[Start of Information provided]
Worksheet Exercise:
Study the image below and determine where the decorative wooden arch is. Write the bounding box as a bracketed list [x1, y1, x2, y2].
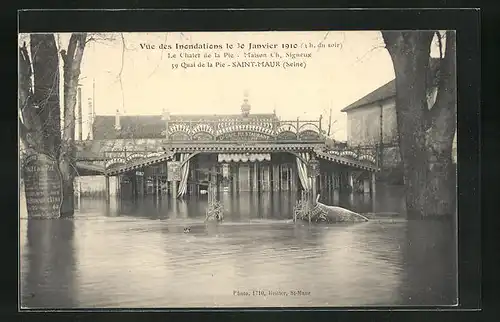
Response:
[216, 124, 274, 137]
[276, 123, 297, 134]
[104, 158, 127, 169]
[169, 131, 192, 140]
[358, 154, 377, 164]
[168, 123, 191, 135]
[297, 122, 319, 133]
[191, 123, 215, 136]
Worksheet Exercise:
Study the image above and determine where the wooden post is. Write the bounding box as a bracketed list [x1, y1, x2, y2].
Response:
[105, 175, 109, 201]
[371, 172, 376, 196]
[172, 180, 177, 199]
[363, 178, 371, 194]
[252, 161, 259, 191]
[273, 164, 281, 191]
[311, 176, 318, 209]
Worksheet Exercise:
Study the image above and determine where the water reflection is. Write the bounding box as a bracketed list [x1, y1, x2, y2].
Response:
[21, 188, 456, 308]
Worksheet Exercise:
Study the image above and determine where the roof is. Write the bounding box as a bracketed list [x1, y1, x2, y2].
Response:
[340, 58, 439, 112]
[92, 115, 165, 140]
[92, 113, 277, 140]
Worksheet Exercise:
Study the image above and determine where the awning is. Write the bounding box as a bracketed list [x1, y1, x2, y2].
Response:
[218, 153, 271, 162]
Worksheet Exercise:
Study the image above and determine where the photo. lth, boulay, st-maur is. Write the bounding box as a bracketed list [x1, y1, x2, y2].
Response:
[18, 30, 458, 309]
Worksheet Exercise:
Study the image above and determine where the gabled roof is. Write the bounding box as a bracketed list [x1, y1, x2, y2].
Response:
[340, 58, 439, 112]
[93, 115, 165, 140]
[92, 114, 278, 140]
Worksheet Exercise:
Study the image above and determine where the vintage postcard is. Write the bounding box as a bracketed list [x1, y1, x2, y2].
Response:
[18, 30, 458, 309]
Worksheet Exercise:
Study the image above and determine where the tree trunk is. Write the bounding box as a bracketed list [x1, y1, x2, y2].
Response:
[19, 34, 61, 218]
[426, 32, 456, 215]
[59, 33, 87, 217]
[383, 31, 455, 217]
[30, 34, 61, 157]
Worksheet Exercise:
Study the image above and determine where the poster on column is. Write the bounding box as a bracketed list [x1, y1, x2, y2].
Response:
[17, 10, 474, 309]
[167, 161, 181, 181]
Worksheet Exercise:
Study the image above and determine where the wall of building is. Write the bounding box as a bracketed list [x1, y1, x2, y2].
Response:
[74, 176, 119, 197]
[347, 98, 397, 146]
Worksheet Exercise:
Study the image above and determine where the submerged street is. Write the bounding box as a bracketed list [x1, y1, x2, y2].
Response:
[20, 186, 457, 308]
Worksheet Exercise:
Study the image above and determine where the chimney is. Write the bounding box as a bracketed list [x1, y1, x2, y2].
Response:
[115, 109, 122, 131]
[241, 91, 251, 117]
[77, 87, 83, 141]
[88, 98, 94, 140]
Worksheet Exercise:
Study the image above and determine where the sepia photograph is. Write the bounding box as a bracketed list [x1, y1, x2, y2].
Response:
[18, 30, 458, 310]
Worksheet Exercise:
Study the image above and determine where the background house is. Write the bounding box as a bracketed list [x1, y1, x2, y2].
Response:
[341, 58, 456, 183]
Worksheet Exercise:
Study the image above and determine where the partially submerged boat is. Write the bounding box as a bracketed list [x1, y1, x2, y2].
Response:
[295, 195, 368, 223]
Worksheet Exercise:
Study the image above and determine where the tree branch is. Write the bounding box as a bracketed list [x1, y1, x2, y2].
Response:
[429, 31, 456, 123]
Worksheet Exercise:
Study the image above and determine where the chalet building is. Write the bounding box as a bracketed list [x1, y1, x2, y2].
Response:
[341, 58, 456, 182]
[77, 92, 377, 197]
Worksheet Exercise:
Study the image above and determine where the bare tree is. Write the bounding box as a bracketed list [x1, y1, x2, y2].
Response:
[18, 33, 87, 216]
[382, 31, 456, 217]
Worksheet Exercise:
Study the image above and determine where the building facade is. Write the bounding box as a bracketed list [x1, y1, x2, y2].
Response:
[342, 58, 456, 182]
[75, 98, 376, 197]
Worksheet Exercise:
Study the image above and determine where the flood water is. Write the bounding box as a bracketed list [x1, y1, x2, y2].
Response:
[20, 186, 457, 308]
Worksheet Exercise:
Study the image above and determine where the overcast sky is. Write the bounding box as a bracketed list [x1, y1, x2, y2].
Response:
[22, 31, 442, 140]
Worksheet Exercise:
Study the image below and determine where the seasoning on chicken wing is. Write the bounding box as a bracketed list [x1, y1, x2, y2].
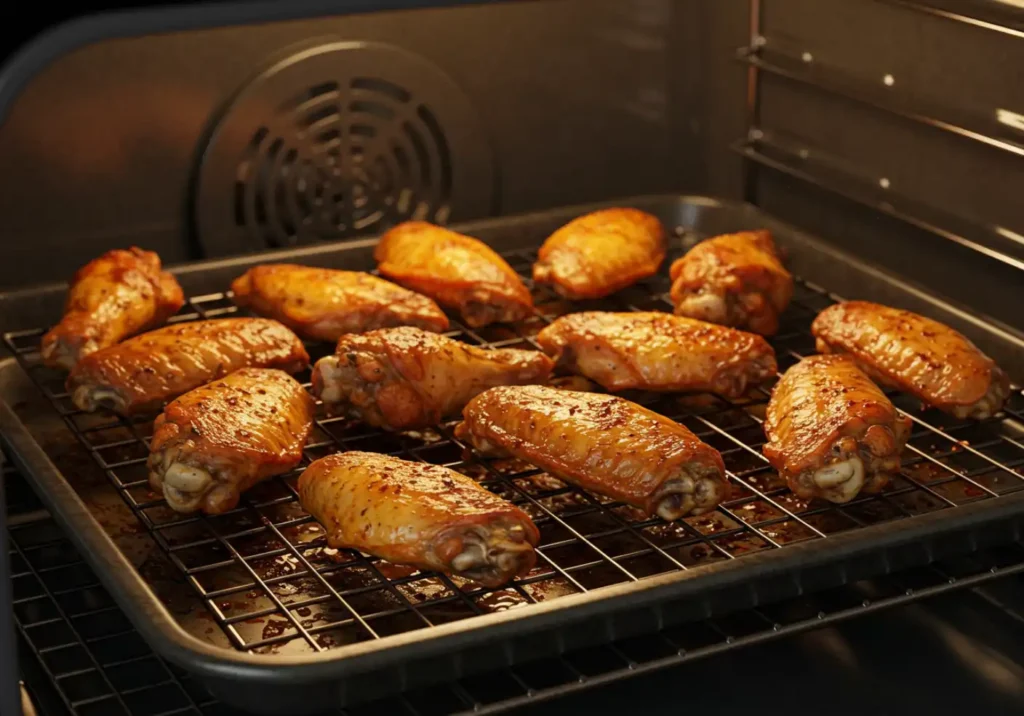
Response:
[811, 301, 1010, 420]
[146, 368, 315, 514]
[374, 221, 534, 328]
[537, 311, 776, 398]
[41, 247, 185, 370]
[534, 209, 666, 299]
[68, 319, 309, 415]
[669, 230, 793, 336]
[763, 355, 910, 503]
[231, 263, 449, 342]
[456, 385, 729, 521]
[299, 452, 540, 587]
[312, 328, 552, 430]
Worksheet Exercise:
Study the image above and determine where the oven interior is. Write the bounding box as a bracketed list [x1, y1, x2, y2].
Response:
[0, 0, 1024, 714]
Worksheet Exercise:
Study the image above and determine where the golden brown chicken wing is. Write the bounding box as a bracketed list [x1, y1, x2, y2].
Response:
[End of Information provided]
◆ **Given instruction**: Can you rewrite the material above as a numbered list, skipping any blank lines and leaving out the pictures?

◆ **Response to the task**:
1. Worksheet Exercise:
2. Study the image below and determine where the decorative wooden arch is. Write the bounding box as a bracketed list [x1, y1, x2, y2].
3. Response:
4. [216, 124, 274, 137]
5. [276, 123, 297, 134]
6. [104, 158, 127, 169]
7. [169, 131, 192, 140]
8. [358, 154, 377, 164]
9. [168, 123, 191, 135]
10. [297, 122, 319, 133]
11. [191, 123, 215, 136]
12. Worksheet Exercise:
13. Study the image above and determine where the wooden post is. Write the bounding box as a bracketed list [x1, y1, x2, y2].
14. Response:
15. [105, 175, 109, 201]
16. [371, 172, 376, 196]
17. [172, 180, 177, 199]
18. [363, 178, 371, 194]
19. [252, 161, 259, 191]
20. [273, 164, 281, 191]
21. [311, 176, 318, 209]
22. Worksheet Exercise:
23. Study the image above and determine where the water reflection is. Write the bounding box as a bracketed list [x1, y1, x2, y2].
24. Response:
25. [21, 188, 456, 308]
26. Worksheet Exercise:
27. Study the image above and determine where the roof is. Write the bounding box as a bracketed list [x1, y1, x2, y2].
28. Response:
29. [340, 58, 439, 112]
30. [92, 115, 165, 140]
31. [92, 113, 277, 140]
32. Worksheet Exercise:
33. Study the image above and determine where the awning is. Write the bounding box as a bracketed list [x1, y1, x2, y2].
34. Response:
35. [218, 153, 271, 162]
36. Worksheet Exercise:
37. Study the image above and determine where the photo. lth, boulay, st-maur is. Write the bounding box as a bracketed list [x1, y1, x2, y2].
38. Response:
39. [18, 30, 458, 309]
40. Worksheet Exercise:
41. Study the image above and determine where the gabled roof is. Write the bounding box as a bracketed list [x1, y1, x2, y2].
42. Response:
43. [340, 58, 439, 112]
44. [93, 115, 165, 140]
45. [92, 114, 278, 140]
46. Worksheet Exercise:
47. Study the image above and determine where the vintage postcard is. Write the bounding box as a bracketed list [x1, y1, x2, y2].
48. Response:
49. [18, 30, 458, 309]
50. Worksheet Exercise:
51. Study the image above and determine where the tree trunk is. Write the bounding box as a bracketed list [x1, y1, x2, y2].
52. Response:
53. [19, 34, 61, 218]
54. [426, 32, 456, 215]
55. [59, 33, 87, 217]
56. [383, 31, 455, 217]
57. [30, 34, 61, 157]
58. Worksheet Exercise:
59. Study the image above and determine where the poster on column is. Write the bounding box as a bracketed list [x1, y1, x2, y2].
60. Response:
61. [17, 10, 474, 309]
62. [167, 161, 181, 181]
63. Worksheet Exercise:
64. Study the image above and determine where the wall of building is. Write the bounding box as a bracketed list [x1, y1, x2, y2].
65. Response:
66. [74, 176, 119, 197]
67. [347, 98, 397, 146]
68. Worksheet Exercise:
69. Study the image above and determine where the submerged street is. Write the bounding box as a bracketed list [x1, y1, x2, y2].
70. Response:
71. [20, 186, 457, 308]
72. Worksheet Exercise:
73. Study the image above and determine where the chimney is. Write the bounding box as a bracketed list [x1, y1, x2, y2].
74. Response:
75. [115, 109, 122, 131]
76. [241, 91, 251, 117]
77. [77, 87, 83, 141]
78. [88, 98, 94, 140]
79. Worksheet Exercise:
80. Study the image above and determine where the sepia photograph is. Write the bounding box as a bracketed list [x1, y1, x2, y2].
81. Response:
82. [18, 30, 458, 310]
83. Worksheet Exercise:
84. Study the image above and determine where the background house is. Write the bounding box as a bracketed list [x1, y1, x2, y2].
85. Response:
86. [341, 58, 456, 183]
87. Worksheet Exercise:
88. Study the image above and determine where the partially submerged boat is. Write the bounding box as a bracketed list [x1, y1, x2, y2].
89. Response:
90. [295, 195, 368, 223]
91. Worksheet Exercise:
92. Study the image above and determine where the tree branch is. Write the bounding box as a bracketed list [x1, y1, x2, y2].
93. Response:
94. [429, 31, 456, 123]
95. Worksheet Exercise:
96. Study the image above and determine where the chalet building is. Write the bounding box as a bracketed list [x1, y1, x2, y2].
97. Response:
98. [341, 58, 456, 182]
99. [77, 92, 377, 197]
100. Worksheet Exercise:
101. Study the image above and determine where the bare tree is. Write the bounding box as a bracketed list [x1, y1, x2, y2].
102. Response:
103. [18, 33, 87, 216]
104. [382, 31, 456, 217]
105. Worksheet Exercise:
106. Study the image above and determine where the building facade is. Write the bounding box as a bracketed list [x1, y1, x2, y2].
107. Response:
108. [342, 58, 456, 182]
109. [75, 98, 376, 197]
110. Worksheet Exercise:
111. Study the image above and determine where the flood water is. Write the bounding box as a bracketed list [x1, y1, x2, y2].
112. Response:
113. [20, 186, 457, 308]
114. Worksheet Exercise:
115. Study the image above and determine where the overcast sky is. Write the bounding box as a bracketed list [x1, y1, x2, y2].
116. Response:
117. [22, 31, 442, 140]
118. Worksheet Exercise:
119. Study the image below and determine where the seasoning on chicken wing is. Write the bounding box as a bracketed list [x1, y1, x2, y2].
120. Response:
121. [811, 301, 1010, 420]
122. [146, 368, 315, 514]
123. [374, 221, 534, 328]
124. [537, 311, 776, 398]
125. [41, 247, 185, 370]
126. [534, 209, 666, 299]
127. [68, 319, 309, 415]
128. [669, 230, 793, 336]
129. [763, 355, 910, 503]
130. [231, 263, 449, 342]
131. [456, 385, 729, 521]
132. [299, 452, 540, 587]
133. [312, 328, 552, 430]
134. Worksheet Exercise:
135. Study the image above and determine where the oven interior is. Write the bounding box as a bracketed list [x1, y1, x2, y2].
136. Response:
137. [0, 0, 1024, 714]
138. Worksheet Exercise:
139. Study the image above and determine where the golden brown chicken wing is. Write the bounding box as a bracketed list [x1, y1, x2, y2].
140. Response:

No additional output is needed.